# Exercise:
Edit all of the items below, replacing "innermost point" with "central point" wherever it occurs and leaving every other word unchanged.

(Items from a dataset)

*****

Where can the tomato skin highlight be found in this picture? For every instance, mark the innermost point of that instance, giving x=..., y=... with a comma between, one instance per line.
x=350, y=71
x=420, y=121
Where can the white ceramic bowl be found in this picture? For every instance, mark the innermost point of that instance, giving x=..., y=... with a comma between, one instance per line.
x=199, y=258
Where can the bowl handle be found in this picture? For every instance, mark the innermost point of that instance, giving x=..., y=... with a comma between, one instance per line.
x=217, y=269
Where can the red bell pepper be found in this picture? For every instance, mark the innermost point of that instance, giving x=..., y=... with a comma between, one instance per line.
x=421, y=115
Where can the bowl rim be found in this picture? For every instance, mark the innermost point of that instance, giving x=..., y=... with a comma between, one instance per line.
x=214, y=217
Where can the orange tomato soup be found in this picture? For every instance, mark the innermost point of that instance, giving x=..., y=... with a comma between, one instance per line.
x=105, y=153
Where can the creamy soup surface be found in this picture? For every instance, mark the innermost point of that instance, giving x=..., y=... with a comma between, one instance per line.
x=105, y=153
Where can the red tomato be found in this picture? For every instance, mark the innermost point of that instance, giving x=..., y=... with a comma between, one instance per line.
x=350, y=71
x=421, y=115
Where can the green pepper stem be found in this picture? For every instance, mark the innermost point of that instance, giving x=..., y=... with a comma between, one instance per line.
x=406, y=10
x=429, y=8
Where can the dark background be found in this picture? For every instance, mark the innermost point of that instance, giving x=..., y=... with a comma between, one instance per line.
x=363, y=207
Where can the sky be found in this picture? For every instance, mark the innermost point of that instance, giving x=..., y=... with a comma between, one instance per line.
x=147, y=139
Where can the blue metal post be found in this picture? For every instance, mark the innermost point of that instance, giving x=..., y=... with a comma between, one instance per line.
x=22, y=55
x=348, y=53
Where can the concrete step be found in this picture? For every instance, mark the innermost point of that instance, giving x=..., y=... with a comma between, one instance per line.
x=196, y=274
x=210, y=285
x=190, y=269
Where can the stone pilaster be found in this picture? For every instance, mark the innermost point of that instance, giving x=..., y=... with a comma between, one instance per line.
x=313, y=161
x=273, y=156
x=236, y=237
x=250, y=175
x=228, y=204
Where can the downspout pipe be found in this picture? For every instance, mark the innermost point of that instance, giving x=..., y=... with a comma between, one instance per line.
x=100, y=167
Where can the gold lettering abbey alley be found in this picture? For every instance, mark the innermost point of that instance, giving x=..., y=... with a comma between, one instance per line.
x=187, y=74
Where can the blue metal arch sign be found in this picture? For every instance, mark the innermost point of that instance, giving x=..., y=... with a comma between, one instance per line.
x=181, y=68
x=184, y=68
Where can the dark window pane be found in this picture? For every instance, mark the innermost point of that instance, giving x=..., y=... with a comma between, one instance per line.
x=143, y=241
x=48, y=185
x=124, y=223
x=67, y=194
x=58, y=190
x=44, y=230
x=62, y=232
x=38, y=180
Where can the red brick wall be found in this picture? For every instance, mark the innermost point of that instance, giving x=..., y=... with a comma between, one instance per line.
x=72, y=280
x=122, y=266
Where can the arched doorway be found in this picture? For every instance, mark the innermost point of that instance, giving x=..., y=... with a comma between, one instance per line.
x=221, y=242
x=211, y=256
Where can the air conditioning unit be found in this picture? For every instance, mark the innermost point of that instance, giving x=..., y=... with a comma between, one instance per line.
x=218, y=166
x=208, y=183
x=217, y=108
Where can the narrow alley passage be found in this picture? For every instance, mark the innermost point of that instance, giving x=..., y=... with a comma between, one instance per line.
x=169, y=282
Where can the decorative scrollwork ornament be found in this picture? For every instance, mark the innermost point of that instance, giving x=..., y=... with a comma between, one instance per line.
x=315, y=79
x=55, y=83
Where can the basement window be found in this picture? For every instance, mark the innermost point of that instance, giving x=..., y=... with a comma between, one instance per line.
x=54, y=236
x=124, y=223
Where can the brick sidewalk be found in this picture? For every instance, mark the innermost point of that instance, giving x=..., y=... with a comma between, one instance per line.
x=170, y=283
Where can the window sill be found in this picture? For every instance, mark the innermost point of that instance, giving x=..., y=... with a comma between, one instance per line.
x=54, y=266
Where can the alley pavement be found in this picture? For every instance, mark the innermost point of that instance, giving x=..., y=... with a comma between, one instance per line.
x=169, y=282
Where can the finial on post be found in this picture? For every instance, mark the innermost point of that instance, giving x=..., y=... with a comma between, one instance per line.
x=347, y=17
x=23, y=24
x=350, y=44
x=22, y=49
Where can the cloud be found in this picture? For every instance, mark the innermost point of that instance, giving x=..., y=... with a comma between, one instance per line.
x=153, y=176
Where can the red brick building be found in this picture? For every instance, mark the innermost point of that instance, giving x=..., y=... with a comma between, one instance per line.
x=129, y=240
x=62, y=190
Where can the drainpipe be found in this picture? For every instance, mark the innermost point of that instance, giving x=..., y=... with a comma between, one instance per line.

*****

# Answer below:
Where can the tomato skin highlight be found in this picture? For every instance, mark the central point of that instance, giving x=..., y=... with a comma between, one instance per line.
x=350, y=71
x=420, y=121
Where can the white ceramic bowl be found in this picture? For every instance, mark the central point of that instance, giving x=..., y=... with a comma between, one instance per line.
x=199, y=258
Where can the bowl handle be found in this picture? For every instance, mark the central point of that instance, giving x=..., y=... with a comma between, one instance per line.
x=217, y=269
Where can the red bell pepper be found in this picture? For every instance, mark the central point of that instance, giving x=..., y=... with a comma between, one instance per line.
x=421, y=115
Where can the bowl rim be found in this picture? For every instance, mark the central point of that instance, giving x=..., y=... with a comma between, one instance per line.
x=214, y=217
Where can the orange tomato soup be found in this picture? For every instance, mark the central point of that instance, giving x=..., y=... with a comma between, one instance per line.
x=105, y=153
Where can the creamy soup surface be found in this picture? For every instance, mark the central point of that instance, giving x=..., y=... with a comma between, one instance per line.
x=105, y=153
Where can the red tomato be found in this picture? For every instance, mark the central point of that instance, giving x=..., y=... with a comma between, one instance per line.
x=350, y=71
x=421, y=115
Where can the green pepper stem be found in this picture? For every instance, mark the central point of that instance, giving x=..., y=... with a comma between, one instance per line.
x=406, y=10
x=429, y=8
Where can the dark background be found in this picture? For every instance, mark the central point of that instance, giving x=..., y=... with a comma between, one instance per line.
x=363, y=207
Where can the sky be found in this picture? For every instance, mark the central point of that instance, giving x=..., y=... with a comma between, one instance per line.
x=147, y=139
Where can the blue metal post be found in this picture? For every instance, mark the central point of that instance, giving x=..., y=... with a comma between, one instance per line.
x=22, y=55
x=348, y=53
Where can the concrete step be found in this picture? For every instance, mark the central point of that instance, giving x=..., y=... with a comma between, one instance per line.
x=196, y=274
x=210, y=285
x=190, y=269
Where can the stone pilaster be found in this picture? For every instance, mark the central point of that instance, giving x=..., y=... with a comma between, one instance per line.
x=313, y=161
x=273, y=156
x=236, y=237
x=250, y=175
x=228, y=204
Where can the downspout pipe be found in this picture? For every instance, mark the central point of that instance, giving x=..., y=... with a comma between, one instance per line.
x=100, y=167
Where can the gold lettering abbey alley be found in this picture? For every instance, mark the central point of that instance, giving x=..., y=... with a comma between, one instance per line.
x=187, y=74
Where can the blue metal arch sign be found in this picture? For every instance, mark the central point of that instance, giving x=..., y=... with a comma between, one instance per line.
x=181, y=68
x=184, y=68
Where can the dark window pane be found in this picture? For every instance, mark the central point of that instance, giving x=..., y=... with a comma between, one instance per line.
x=143, y=241
x=48, y=185
x=124, y=223
x=67, y=194
x=58, y=190
x=44, y=230
x=62, y=232
x=38, y=180
Where can the red brick wall be found in this picture? For every instance, mark the central point of that instance, giving x=..., y=... with a comma between, one instance per line.
x=72, y=280
x=122, y=266
Where can the arched doorway be found in this picture? For every instance, mark the central point of that instance, giving x=..., y=... with a comma between, one instance per line.
x=221, y=242
x=211, y=256
Where can the air conditioning unit be found in this picture? For every instance, mark the central point of that instance, giving x=..., y=... with a comma between, one instance per line.
x=218, y=166
x=208, y=183
x=217, y=108
Where can the narrow alley passage be found in this picture? For every instance, mark the central point of that instance, giving x=..., y=... with a comma between, one instance per line.
x=169, y=282
Where can the decorative scrollwork ornament be found in this picture? For every instance, mark the central point of that instance, giving x=..., y=... with a comma between, one instance per line.
x=315, y=79
x=55, y=83
Where can the basement window be found in this picture? For every instance, mark the central point of that instance, giving x=..., y=... with a comma between, one instance per line.
x=54, y=236
x=124, y=223
Where can the brick sidewalk be found in this picture? For every instance, mark the central point of that instance, giving x=..., y=... with a comma between, one instance per line.
x=170, y=283
Where can the window sill be found in this picture? For every instance, mark the central point of that instance, giving x=..., y=... with a comma between, one instance per line.
x=54, y=266
Where can the alley pavement be found in this picture? For every instance, mark the central point of that instance, giving x=..., y=... with a comma between, one instance per line.
x=169, y=282
Where can the finial on post be found in this picture? For every instance, mark the central point of that instance, giving x=..., y=... with a comma between, one instance per line.
x=347, y=17
x=23, y=24
x=350, y=44
x=22, y=49
Where can the cloud be found in this picture? For every instance, mark the central point of that instance, giving x=..., y=... with a comma between, one instance per line.
x=153, y=176
Where can the red brick building be found in this picture? For every instance, mark the central point of that instance, giving x=..., y=... with a comma between, one instance per line.
x=129, y=240
x=62, y=190
Where can the drainpipe be found in this picture? For every instance, mark the central point of that instance, giving x=..., y=... with a comma between, one instance per line.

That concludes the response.